(What the exercise asks): Exactly as written, print the lines from the top of the listing through the line containing "box: [339, 283, 635, 336]"; include no pictures.
# # #
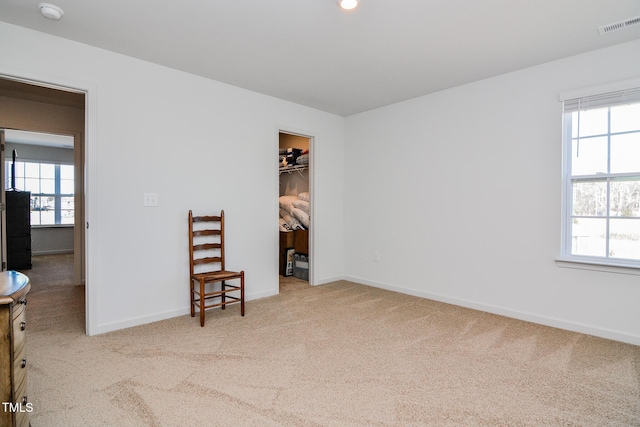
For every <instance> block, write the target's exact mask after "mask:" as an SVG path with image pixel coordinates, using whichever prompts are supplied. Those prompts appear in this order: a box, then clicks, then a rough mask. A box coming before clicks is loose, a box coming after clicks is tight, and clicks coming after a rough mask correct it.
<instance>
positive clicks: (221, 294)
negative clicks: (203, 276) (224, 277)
mask: <svg viewBox="0 0 640 427" xmlns="http://www.w3.org/2000/svg"><path fill="white" fill-rule="evenodd" d="M220 286H221V288H220V290H221V291H222V293H221V294H220V302H221V303H222V305H221V306H220V309H222V310H224V309H225V308H226V304H225V303H224V302H225V298H224V297H225V295H226V293H225V289H226V283H225V282H224V280H223V281H222V284H221V285H220Z"/></svg>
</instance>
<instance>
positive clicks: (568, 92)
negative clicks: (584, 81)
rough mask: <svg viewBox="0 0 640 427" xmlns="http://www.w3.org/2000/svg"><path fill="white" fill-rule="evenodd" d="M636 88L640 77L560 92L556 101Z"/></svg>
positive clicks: (639, 84)
mask: <svg viewBox="0 0 640 427" xmlns="http://www.w3.org/2000/svg"><path fill="white" fill-rule="evenodd" d="M636 87H640V77H636V78H633V79H629V80H622V81H619V82H612V83H605V84H602V85H597V86H590V87H585V88H580V89H573V90H568V91H564V92H560V94H559V95H558V99H559V100H560V101H566V100H567V99H576V98H583V97H585V96H592V95H598V94H601V93H608V92H616V91H619V90H627V89H633V88H636Z"/></svg>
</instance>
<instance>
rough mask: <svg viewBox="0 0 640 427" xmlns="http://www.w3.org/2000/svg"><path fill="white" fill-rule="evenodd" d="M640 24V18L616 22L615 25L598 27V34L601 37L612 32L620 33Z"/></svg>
mask: <svg viewBox="0 0 640 427" xmlns="http://www.w3.org/2000/svg"><path fill="white" fill-rule="evenodd" d="M638 24H640V16H636V17H635V18H629V19H625V20H623V21H618V22H614V23H613V24H608V25H602V26H600V27H598V32H599V33H600V35H604V34H607V33H610V32H612V31H620V30H624V29H625V28H629V27H631V26H634V25H638Z"/></svg>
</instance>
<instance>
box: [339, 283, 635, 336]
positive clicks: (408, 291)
mask: <svg viewBox="0 0 640 427" xmlns="http://www.w3.org/2000/svg"><path fill="white" fill-rule="evenodd" d="M343 280H349V281H351V282H355V283H359V284H362V285H367V286H373V287H375V288H381V289H386V290H389V291H394V292H399V293H402V294H407V295H413V296H416V297H421V298H426V299H430V300H434V301H440V302H444V303H447V304H452V305H457V306H460V307H466V308H471V309H474V310H479V311H484V312H487V313H493V314H498V315H500V316H506V317H511V318H513V319H518V320H524V321H527V322H531V323H537V324H540V325H545V326H551V327H554V328H558V329H564V330H567V331H573V332H579V333H582V334H587V335H593V336H597V337H600V338H607V339H611V340H615V341H621V342H625V343H628V344H633V345H640V336H637V335H632V334H628V333H624V332H620V331H614V330H610V329H606V328H600V327H595V326H591V325H585V324H581V323H577V322H571V321H567V320H562V319H557V318H552V317H548V316H540V315H537V314H534V313H527V312H522V311H518V310H512V309H509V308H505V307H498V306H492V305H487V304H482V303H477V302H474V301H469V300H464V299H460V298H452V297H448V296H446V295H440V294H435V293H431V292H424V291H419V290H415V289H407V288H402V287H399V286H395V285H389V284H386V283H379V282H372V281H370V280H366V279H361V278H358V277H352V276H346V277H344V278H343Z"/></svg>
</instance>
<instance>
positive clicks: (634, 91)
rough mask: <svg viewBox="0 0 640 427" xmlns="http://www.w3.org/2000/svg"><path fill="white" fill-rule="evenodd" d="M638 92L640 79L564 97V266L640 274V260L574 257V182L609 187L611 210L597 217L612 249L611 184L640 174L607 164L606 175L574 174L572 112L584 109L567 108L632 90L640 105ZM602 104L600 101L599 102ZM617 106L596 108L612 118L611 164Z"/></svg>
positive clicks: (609, 137)
mask: <svg viewBox="0 0 640 427" xmlns="http://www.w3.org/2000/svg"><path fill="white" fill-rule="evenodd" d="M638 89H640V79H633V80H630V81H626V82H621V83H619V84H613V85H606V86H600V87H597V88H590V89H584V90H581V91H573V92H565V93H564V94H561V95H560V100H561V101H563V103H565V104H564V106H563V112H562V159H563V160H562V207H561V215H562V216H561V248H560V256H559V257H558V259H557V260H556V261H557V263H558V265H559V266H561V267H572V268H582V269H589V270H599V271H610V272H616V273H624V274H635V275H640V260H634V259H626V258H612V257H610V256H609V255H608V253H607V252H605V255H603V256H590V255H574V254H572V243H573V242H572V240H573V238H572V221H573V218H574V217H575V215H574V212H573V183H574V182H580V181H582V182H587V181H600V182H604V183H606V185H607V209H606V215H604V216H597V218H604V219H605V221H606V223H607V234H606V235H607V237H606V239H607V247H609V246H608V245H609V240H610V237H609V233H608V230H609V221H610V219H611V218H615V217H613V216H611V210H610V206H611V205H610V198H609V195H610V183H611V182H612V180H616V179H619V178H624V177H629V176H632V177H638V176H639V175H640V171H638V172H633V173H611V169H610V165H609V164H607V171H606V173H605V174H600V173H598V174H595V175H576V176H573V175H572V170H571V167H572V165H573V161H572V160H573V159H572V150H573V141H574V136H573V133H572V118H571V114H572V112H571V111H576V110H578V109H580V110H581V108H580V104H578V108H575V105H574V106H573V109H572V110H571V108H572V107H571V106H569V110H568V109H567V106H566V103H567V102H569V103H571V102H573V103H575V101H576V100H578V99H581V98H589V97H594V98H598V96H599V95H602V96H603V97H604V98H606V97H607V95H609V94H613V93H615V92H619V91H632V92H633V97H634V98H633V103H637V102H640V98H637V97H638ZM595 102H596V103H597V102H600V101H598V100H596V101H595ZM615 105H616V104H615V103H609V102H606V101H605V102H604V103H602V104H600V105H597V106H594V107H593V108H603V107H608V108H609V109H608V114H609V117H608V119H607V133H606V134H605V135H604V136H605V137H606V138H607V162H609V161H610V149H611V137H612V135H613V136H615V135H618V134H619V133H612V132H611V117H610V111H611V110H610V108H611V107H612V106H615ZM635 221H640V218H639V219H637V220H635Z"/></svg>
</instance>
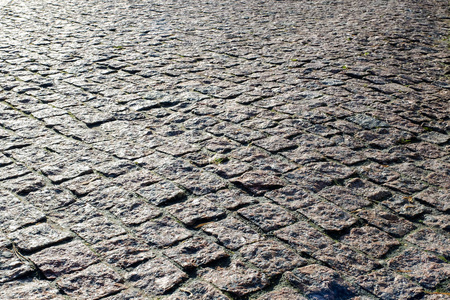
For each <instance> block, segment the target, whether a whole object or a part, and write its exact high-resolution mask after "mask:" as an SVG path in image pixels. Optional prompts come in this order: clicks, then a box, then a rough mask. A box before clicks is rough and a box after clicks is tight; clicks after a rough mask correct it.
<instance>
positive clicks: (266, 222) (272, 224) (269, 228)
mask: <svg viewBox="0 0 450 300" xmlns="http://www.w3.org/2000/svg"><path fill="white" fill-rule="evenodd" d="M238 213H239V214H240V215H242V216H243V217H244V218H246V219H247V220H249V221H251V222H253V223H255V224H256V225H258V226H259V227H260V228H261V229H262V230H264V231H266V232H267V231H272V230H276V229H278V228H280V227H283V226H286V225H289V224H292V223H294V222H295V217H294V216H293V215H292V214H291V213H289V212H288V211H286V210H284V209H283V208H281V207H279V206H278V205H274V204H271V203H261V204H256V205H252V206H247V207H245V208H241V209H240V210H238Z"/></svg>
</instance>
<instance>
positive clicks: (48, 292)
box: [0, 279, 65, 300]
mask: <svg viewBox="0 0 450 300" xmlns="http://www.w3.org/2000/svg"><path fill="white" fill-rule="evenodd" d="M0 297H2V299H14V300H15V299H27V298H30V297H31V298H32V299H36V300H53V299H55V300H63V299H65V298H64V296H63V294H62V293H60V291H58V289H57V288H55V287H53V286H51V285H50V284H49V283H48V282H47V281H45V280H29V279H25V280H18V281H12V282H8V283H4V284H3V285H2V288H1V290H0Z"/></svg>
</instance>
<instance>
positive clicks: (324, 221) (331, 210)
mask: <svg viewBox="0 0 450 300" xmlns="http://www.w3.org/2000/svg"><path fill="white" fill-rule="evenodd" d="M298 212H299V213H301V214H303V215H305V216H306V217H307V218H308V219H310V220H312V221H313V222H314V223H316V224H317V225H319V226H320V227H322V228H323V229H325V230H330V231H341V230H343V229H346V228H348V227H350V226H352V225H353V224H355V223H356V222H357V221H358V220H357V219H356V218H355V217H353V216H352V215H350V214H349V213H347V212H345V211H343V210H342V209H340V208H339V207H337V206H335V205H333V204H330V203H328V202H317V203H315V204H314V205H310V206H306V207H303V208H301V209H299V210H298Z"/></svg>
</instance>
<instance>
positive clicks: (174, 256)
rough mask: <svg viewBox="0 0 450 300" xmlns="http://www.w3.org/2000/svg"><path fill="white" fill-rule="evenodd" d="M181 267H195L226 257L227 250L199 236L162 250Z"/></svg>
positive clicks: (188, 267) (189, 267)
mask: <svg viewBox="0 0 450 300" xmlns="http://www.w3.org/2000/svg"><path fill="white" fill-rule="evenodd" d="M164 254H166V255H167V256H168V257H170V258H171V259H173V260H174V261H175V262H176V263H178V264H179V265H180V266H182V267H183V268H189V269H191V268H196V267H198V266H201V265H205V264H208V263H210V262H213V261H216V260H218V259H221V258H225V257H228V254H227V252H225V251H224V249H222V248H221V247H220V246H219V245H217V244H216V243H214V242H211V241H208V240H206V239H204V238H201V237H193V238H192V239H189V240H186V241H183V242H181V243H180V244H179V245H177V246H175V247H173V248H170V249H168V250H165V251H164Z"/></svg>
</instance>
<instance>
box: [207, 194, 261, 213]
mask: <svg viewBox="0 0 450 300" xmlns="http://www.w3.org/2000/svg"><path fill="white" fill-rule="evenodd" d="M205 197H206V198H207V199H209V200H211V201H212V202H213V203H214V204H216V205H219V206H222V207H224V208H227V209H236V208H239V207H240V206H243V205H247V204H253V203H255V202H257V200H256V199H257V198H255V197H252V196H249V195H248V194H245V193H243V192H242V191H241V190H238V189H232V190H231V189H225V190H220V191H217V192H215V193H212V194H208V195H206V196H205Z"/></svg>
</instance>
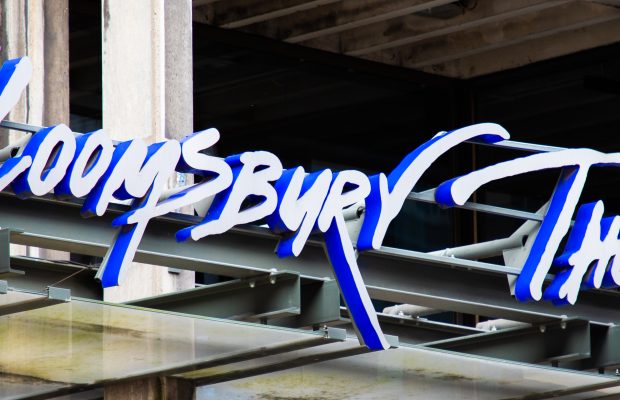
# # #
(The answer):
For every <instance> block, write the target's exact mask after "mask:" as an SVG path with image pixel coordinates, using whichever prompts are supplied. Those prompts appear in this order: a box, then clicks, then a rough mask. A box coming before clicks is loose, a box coming after clicks is tight, and clicks coming after a rough mask correct it.
<instance>
positive clicks: (221, 294)
negative clicks: (203, 276) (224, 277)
mask: <svg viewBox="0 0 640 427" xmlns="http://www.w3.org/2000/svg"><path fill="white" fill-rule="evenodd" d="M220 286H221V288H220V290H221V291H222V293H221V294H220V302H221V303H222V305H221V306H220V309H222V310H224V309H225V308H226V304H225V303H224V302H225V298H224V297H225V295H226V293H225V289H226V283H225V282H224V280H223V281H222V284H221V285H220Z"/></svg>
</instance>
<instance>
positive clicks: (568, 92)
negative clicks: (584, 81)
rough mask: <svg viewBox="0 0 640 427" xmlns="http://www.w3.org/2000/svg"><path fill="white" fill-rule="evenodd" d="M636 88L640 77L560 92L556 101Z"/></svg>
positive clicks: (639, 84)
mask: <svg viewBox="0 0 640 427" xmlns="http://www.w3.org/2000/svg"><path fill="white" fill-rule="evenodd" d="M636 87H640V77H636V78H633V79H629V80H622V81H619V82H612V83H605V84H602V85H597V86H590V87H585V88H580V89H573V90H568V91H564V92H560V94H559V95H558V99H559V100H560V101H566V100H567V99H576V98H583V97H585V96H592V95H598V94H601V93H608V92H616V91H619V90H627V89H633V88H636Z"/></svg>
</instance>
<instance>
rough mask: <svg viewBox="0 0 640 427" xmlns="http://www.w3.org/2000/svg"><path fill="white" fill-rule="evenodd" d="M640 24V18L616 22L615 25L598 27V34L601 37L612 32L620 33Z"/></svg>
mask: <svg viewBox="0 0 640 427" xmlns="http://www.w3.org/2000/svg"><path fill="white" fill-rule="evenodd" d="M638 24H640V16H636V17H635V18H629V19H625V20H623V21H618V22H614V23H613V24H608V25H602V26H600V27H598V32H599V33H600V35H604V34H607V33H610V32H612V31H620V30H624V29H625V28H629V27H631V26H634V25H638Z"/></svg>
</instance>
<instance>
box: [339, 283, 635, 336]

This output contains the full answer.